-- BEGIN Supplied material --

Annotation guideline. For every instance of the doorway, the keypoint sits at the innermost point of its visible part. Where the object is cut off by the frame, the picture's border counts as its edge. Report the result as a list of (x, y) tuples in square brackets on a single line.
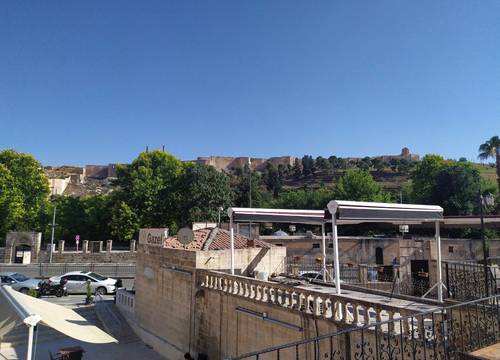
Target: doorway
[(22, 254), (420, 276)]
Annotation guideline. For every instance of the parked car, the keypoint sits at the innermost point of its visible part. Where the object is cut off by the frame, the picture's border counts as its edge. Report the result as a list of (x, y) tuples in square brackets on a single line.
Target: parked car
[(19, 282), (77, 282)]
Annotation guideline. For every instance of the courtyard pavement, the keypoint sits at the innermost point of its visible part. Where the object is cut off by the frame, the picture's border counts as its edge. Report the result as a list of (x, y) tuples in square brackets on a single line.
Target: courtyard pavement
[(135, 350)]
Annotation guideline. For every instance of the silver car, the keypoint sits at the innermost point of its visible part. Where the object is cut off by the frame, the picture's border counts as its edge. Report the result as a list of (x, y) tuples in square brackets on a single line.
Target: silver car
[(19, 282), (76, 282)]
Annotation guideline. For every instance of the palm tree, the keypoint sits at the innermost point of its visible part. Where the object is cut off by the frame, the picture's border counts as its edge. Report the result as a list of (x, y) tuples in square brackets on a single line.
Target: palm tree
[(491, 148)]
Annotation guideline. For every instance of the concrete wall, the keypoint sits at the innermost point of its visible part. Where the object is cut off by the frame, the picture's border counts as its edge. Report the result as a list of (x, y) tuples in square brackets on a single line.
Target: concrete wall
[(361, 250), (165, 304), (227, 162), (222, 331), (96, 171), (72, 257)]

-- END Supplied material --
-- BEGIN Supplied material --

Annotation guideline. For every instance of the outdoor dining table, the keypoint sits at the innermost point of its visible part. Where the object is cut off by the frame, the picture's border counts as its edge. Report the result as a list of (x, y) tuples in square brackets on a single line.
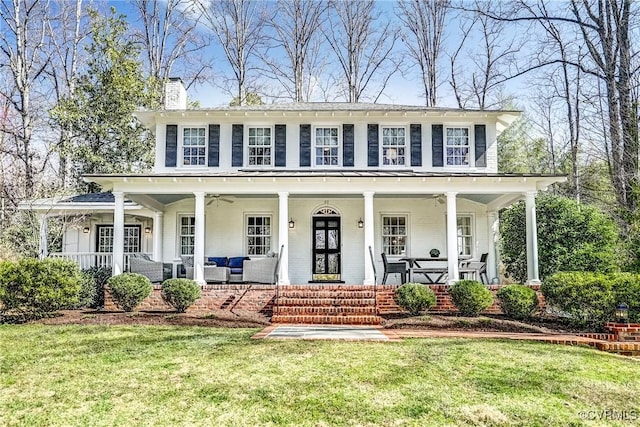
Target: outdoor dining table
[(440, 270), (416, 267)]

-- END Supplied material --

#### Task goal
Output the items from the line containing "Annotation guideline. For every instance of the parked" through the line containing "[(491, 148)]" as a two-column CSV with the header item_text,keypoints. Give one row per item, with the item's text and its answer each in a single quoted field and line breaks replaced by spaces.

#### Finished exercise
item_text,keypoints
"Annotation guideline. For every instance of the parked car, the keypoint sits at the innermost point of its visible part. Where the object is cut off by the frame, the picture's border counts as its edge. Report the result as a list of (x, y) tuples in square brackets on a single line. Target: parked car","[(19, 282), (77, 282)]"
"Annotation guideline. For every instance of the courtyard pavement, the keypoint sits at the innermost point of its visible part. Where the object is cut off by the frame, the picture's border counts as its edge. Report the result as a list of (x, y) tuples in square brackets on a single line. Target: courtyard pavement","[(135, 350)]"
"Annotation guideline. For every instance of the silver car, the keypoint sits at the innermost point of its visible part. Where the object is cut off by the frame, the picture's border counts as its edge. Report the result as a list of (x, y) tuples in square brackets on a single line. Target: silver car","[(19, 282), (76, 282)]"
"Annotation guideline. For every instance of the palm tree, the keypoint sits at the innermost point of its visible part. Where the object is cut off by the frame, the picture's border counts as its edge. Report the result as a list of (x, y) tuples in square brackets on a single line. Target: palm tree","[(491, 148)]"